====== Extrait choisi
Formalités
La Cour de comptes épingle les ratés du lancement du Guichet unique
La Cour des comptes a publié son audit sur la création du Guichet unique, dans lequel elle pointe les dysfonctionnements et les défaillances dans la conduite de ce projet par le gouvernement.
Depuis le 1er janvier 2024, toutes les formalités des entreprises – créations, modifications, cessations, pour les personnes physiques et personnes morales – doivent être effectuées via le Guichet unique des entreprises (www.formalites.entreprises.gouv.fr), quels que soient la forme juridique et le domaine d’activité de l’entreprise. En cas de dysfonctionnement, le gouvernement a prévu une nouvelle procédure de secours pour les formalités de modifications et de cessations de personne morale, ainsi que les dépôts d’actes isolés au RCS et les dépôts de compte. Cette procédure dérogatoire est mise en œuvre du 1er janvier 2024 au 31 décembre 2024. La saga du Guichet unique n’est donc pas encore arrivée à son terme.
============
====== Données
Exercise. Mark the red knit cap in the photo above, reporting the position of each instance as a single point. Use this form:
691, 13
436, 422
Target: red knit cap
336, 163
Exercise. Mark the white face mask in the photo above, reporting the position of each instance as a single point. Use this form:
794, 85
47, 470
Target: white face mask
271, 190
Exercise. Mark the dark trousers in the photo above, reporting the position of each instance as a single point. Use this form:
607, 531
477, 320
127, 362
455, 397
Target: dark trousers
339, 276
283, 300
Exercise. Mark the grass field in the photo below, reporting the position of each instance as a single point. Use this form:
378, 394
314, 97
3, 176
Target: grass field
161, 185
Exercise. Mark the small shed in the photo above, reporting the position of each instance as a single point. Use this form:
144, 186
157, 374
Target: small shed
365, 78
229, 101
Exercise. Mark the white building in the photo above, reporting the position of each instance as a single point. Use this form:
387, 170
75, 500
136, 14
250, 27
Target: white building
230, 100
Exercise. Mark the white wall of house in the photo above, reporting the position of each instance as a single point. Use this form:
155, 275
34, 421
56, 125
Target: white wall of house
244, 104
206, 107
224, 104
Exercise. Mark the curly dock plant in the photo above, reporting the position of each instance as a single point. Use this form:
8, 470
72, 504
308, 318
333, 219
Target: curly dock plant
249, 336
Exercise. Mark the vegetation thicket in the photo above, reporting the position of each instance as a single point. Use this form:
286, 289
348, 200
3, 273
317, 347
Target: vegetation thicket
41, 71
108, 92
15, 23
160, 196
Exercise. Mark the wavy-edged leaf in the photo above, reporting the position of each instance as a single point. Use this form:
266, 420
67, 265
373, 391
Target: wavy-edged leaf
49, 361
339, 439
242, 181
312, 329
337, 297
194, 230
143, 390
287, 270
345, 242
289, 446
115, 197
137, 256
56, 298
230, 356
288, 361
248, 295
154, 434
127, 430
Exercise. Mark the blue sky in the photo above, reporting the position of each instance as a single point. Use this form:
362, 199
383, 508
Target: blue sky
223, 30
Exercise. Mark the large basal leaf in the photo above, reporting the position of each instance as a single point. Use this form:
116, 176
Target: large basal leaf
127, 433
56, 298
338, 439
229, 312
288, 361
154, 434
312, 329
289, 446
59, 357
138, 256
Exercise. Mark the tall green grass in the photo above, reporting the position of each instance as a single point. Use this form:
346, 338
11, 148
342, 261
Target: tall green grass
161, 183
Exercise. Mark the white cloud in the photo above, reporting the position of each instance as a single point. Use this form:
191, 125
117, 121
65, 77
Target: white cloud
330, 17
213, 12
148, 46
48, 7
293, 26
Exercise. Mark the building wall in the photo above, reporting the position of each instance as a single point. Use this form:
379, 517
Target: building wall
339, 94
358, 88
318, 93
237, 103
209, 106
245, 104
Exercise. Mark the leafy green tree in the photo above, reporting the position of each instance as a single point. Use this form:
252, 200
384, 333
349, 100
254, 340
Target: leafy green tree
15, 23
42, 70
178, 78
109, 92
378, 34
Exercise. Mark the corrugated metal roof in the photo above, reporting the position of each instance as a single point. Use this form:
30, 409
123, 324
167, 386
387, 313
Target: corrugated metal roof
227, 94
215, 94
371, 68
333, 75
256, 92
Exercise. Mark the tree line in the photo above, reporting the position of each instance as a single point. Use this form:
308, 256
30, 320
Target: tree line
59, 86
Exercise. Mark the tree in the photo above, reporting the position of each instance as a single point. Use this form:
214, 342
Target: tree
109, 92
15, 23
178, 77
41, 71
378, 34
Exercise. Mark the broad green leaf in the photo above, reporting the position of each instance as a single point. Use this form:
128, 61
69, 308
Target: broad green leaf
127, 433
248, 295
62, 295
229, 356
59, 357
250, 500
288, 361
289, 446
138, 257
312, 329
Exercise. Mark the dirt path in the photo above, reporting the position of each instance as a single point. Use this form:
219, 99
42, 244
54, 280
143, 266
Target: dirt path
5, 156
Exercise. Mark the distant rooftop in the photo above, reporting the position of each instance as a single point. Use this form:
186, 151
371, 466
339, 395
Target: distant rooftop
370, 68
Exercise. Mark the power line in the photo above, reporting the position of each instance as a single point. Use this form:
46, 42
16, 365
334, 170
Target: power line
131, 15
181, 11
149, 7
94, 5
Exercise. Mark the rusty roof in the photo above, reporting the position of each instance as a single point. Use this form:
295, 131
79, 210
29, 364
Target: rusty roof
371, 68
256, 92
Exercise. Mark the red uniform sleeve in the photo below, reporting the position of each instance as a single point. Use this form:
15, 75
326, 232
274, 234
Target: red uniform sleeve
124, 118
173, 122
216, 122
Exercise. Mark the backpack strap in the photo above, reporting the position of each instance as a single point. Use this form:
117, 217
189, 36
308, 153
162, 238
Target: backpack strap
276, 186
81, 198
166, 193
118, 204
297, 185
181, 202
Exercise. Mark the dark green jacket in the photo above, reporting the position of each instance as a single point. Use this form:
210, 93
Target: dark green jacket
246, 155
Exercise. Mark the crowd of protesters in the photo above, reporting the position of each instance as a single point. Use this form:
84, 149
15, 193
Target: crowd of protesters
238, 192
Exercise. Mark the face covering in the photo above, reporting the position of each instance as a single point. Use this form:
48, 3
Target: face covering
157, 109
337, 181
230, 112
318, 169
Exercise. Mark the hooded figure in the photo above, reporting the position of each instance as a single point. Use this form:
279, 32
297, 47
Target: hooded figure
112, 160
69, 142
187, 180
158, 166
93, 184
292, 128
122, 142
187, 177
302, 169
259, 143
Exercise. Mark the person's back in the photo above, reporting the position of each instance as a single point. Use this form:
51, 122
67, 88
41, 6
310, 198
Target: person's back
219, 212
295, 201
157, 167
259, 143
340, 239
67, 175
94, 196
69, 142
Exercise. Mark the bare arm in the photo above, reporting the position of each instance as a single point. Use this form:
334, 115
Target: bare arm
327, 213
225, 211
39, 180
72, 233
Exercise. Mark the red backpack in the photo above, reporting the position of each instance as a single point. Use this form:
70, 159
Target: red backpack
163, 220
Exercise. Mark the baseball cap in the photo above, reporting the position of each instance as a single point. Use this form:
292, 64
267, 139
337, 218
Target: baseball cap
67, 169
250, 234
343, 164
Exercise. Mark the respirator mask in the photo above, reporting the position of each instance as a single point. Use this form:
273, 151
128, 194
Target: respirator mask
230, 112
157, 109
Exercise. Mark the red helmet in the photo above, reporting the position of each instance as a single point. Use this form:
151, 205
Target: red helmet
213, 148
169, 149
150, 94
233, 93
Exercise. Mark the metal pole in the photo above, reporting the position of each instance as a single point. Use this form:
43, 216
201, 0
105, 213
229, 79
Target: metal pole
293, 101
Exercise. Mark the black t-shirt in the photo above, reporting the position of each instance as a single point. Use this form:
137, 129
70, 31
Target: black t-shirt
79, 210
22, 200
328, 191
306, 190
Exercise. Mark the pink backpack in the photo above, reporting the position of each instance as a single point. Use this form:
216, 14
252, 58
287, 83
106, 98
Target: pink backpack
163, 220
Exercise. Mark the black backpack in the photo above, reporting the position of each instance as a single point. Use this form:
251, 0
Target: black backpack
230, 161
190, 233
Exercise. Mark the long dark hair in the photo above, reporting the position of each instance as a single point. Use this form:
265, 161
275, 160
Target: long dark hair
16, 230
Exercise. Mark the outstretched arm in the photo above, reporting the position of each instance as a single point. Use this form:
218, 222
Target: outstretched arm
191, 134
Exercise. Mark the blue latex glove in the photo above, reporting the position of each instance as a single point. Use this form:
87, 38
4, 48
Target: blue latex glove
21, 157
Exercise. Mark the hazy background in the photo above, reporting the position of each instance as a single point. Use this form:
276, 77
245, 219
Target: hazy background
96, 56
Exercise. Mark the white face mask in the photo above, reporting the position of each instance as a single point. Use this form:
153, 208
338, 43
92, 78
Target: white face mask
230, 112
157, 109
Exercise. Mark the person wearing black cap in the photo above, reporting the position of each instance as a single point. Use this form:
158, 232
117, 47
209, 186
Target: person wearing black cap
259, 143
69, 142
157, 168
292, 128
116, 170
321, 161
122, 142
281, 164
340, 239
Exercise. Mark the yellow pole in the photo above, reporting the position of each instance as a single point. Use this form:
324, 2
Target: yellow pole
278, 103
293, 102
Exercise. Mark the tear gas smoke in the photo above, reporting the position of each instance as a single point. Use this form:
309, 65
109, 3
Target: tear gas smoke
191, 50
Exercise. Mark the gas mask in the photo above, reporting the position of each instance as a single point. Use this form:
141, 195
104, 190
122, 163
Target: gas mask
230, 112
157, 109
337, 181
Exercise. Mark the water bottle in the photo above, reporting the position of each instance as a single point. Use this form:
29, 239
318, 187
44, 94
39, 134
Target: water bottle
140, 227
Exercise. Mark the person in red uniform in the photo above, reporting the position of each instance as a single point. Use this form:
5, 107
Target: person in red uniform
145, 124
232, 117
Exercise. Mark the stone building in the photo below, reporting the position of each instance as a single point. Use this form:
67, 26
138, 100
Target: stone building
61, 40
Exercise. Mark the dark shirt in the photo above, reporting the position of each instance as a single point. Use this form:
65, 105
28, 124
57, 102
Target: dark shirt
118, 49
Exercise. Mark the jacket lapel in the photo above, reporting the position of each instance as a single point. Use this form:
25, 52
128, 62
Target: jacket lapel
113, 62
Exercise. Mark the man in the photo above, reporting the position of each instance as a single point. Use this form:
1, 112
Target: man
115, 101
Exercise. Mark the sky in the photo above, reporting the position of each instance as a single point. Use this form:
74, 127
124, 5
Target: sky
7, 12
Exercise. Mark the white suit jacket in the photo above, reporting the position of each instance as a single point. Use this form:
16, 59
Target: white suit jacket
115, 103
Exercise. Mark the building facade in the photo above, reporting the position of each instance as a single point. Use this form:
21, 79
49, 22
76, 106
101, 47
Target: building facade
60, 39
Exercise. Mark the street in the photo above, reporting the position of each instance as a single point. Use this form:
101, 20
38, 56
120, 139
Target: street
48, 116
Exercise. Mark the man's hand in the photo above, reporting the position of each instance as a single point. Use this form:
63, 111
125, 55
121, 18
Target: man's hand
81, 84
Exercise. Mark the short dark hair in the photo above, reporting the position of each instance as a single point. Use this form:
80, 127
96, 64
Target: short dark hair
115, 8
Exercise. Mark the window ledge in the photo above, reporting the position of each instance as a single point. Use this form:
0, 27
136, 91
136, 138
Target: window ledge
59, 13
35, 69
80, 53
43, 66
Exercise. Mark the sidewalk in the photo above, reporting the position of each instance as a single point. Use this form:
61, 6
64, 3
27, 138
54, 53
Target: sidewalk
============
- Consigne
Poursuivez l'article sur les ratés du Guichet unique à la suite de sa dernière phrase. Les enregistrements n'interviennent pas dans cet exercice.

- Réponse obtenue
Un fiasco annoncé
Alors que tous les professionnels des formalités d’entreprise avaient alerté le gouvernement sur les failles du dispositif, le lancement du Guichet unique des entreprises et du Registre national des entreprise, le 1er janvier 2023, a donné lieu à de tels dysfonctionnements qu’il a fallu activer une procédure de secours. Initialement prévue jusqu’en fin juin, elle a été prolongée jusqu’au 31 décembre 2023. Une procédure de secours qui a elle aussi donné lieu à de sérieux dysfonctionnements.
C’est sur ce fiasco annoncé que la Cour des comptes a décidé de conduire un audit flash* pour identifier les causes de ces difficultés et de cette situation qui « a fortement pénalisé les entreprises, d’autant plus que le dispositif d’assistance aux utilisateurs s’est révélé insuffisant », souligne la Cour dans son rapport d’audit. Bouclé en novembre, ce dernier a été publié le 20 décembre 2023, peu après l’annonce de la mise en œuvre d’une nouvelle procédure de continuité par le gouvernement.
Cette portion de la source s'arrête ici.